### Entries from a dataset

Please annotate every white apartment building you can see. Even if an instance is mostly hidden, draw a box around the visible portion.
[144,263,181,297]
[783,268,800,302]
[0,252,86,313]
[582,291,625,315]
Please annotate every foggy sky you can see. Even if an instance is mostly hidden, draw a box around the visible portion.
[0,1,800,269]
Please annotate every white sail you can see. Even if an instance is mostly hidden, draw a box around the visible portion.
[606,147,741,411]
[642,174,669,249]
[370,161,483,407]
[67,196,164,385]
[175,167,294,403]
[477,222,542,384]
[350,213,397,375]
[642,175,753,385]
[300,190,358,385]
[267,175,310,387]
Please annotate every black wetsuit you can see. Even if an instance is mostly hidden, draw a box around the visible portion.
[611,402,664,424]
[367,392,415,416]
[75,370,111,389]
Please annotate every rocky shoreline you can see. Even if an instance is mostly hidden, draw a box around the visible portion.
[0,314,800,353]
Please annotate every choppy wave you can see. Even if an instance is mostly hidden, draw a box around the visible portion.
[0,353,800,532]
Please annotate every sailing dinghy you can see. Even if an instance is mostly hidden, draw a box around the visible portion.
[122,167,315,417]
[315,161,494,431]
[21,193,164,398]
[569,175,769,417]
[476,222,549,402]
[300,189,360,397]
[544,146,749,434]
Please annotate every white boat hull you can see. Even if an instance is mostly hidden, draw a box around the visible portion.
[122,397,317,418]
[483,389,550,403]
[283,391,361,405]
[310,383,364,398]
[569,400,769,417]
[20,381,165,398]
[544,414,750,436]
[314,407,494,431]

### TASK INSTRUCTIONS
Rewrite these records as a two-column CSV with the columns "request" and "answer," one row for each request. Put each request's text and its answer in their own quoted fields, and turn any line breaks into spaces.

### TASK OUTPUT
request,answer
"Please annotate every white apartment building you can see. Even if an instance is mostly hidden, draw a box around the visible portion.","[144,263,181,297] [783,268,800,302] [0,252,86,313] [582,291,625,315]"
"Please annotate every foggy sky you can see. Even if an instance is mostly hidden, draw a box around the visible portion.","[0,1,800,269]"
"Please annotate every white sail you can see. Even if an instance is mostly hidden, draw a box around the visible portion.","[606,147,741,411] [642,174,669,249] [370,161,483,407] [67,196,164,385] [175,167,294,403] [477,222,542,384] [350,213,397,375] [642,175,753,385] [300,190,358,385] [267,175,310,387]"
"Please annotate every black wetsuit you can see. Even if an instance is mostly hidden, draw a box around the visible portion.","[611,402,664,424] [367,392,415,416] [75,370,111,389]"
"Please annotate every rocky shoreline you can see. Even if an instance is mostly hidden, draw a box around the visible portion.","[0,314,800,353]"
"Please annotate every choppy wave you can see. Even if an instance is mostly hidden, draw a box around the visible portion.","[0,353,800,532]"
"Please annotate every sailing dinghy you can see. Even if an instance is mostly hidden, draw a box around the visible portion.","[122,167,315,417] [315,161,494,431] [21,193,164,398] [569,175,769,417] [476,222,549,402] [300,189,360,397] [544,146,749,434]"
"Please annotate every white boat hull you can see. Even if an instance is mostly hidden, draw a box around the visible portion.","[122,397,317,418] [483,389,550,403] [283,391,361,405] [310,383,364,398] [569,400,769,417] [20,381,165,398] [544,414,750,436] [314,407,494,431]"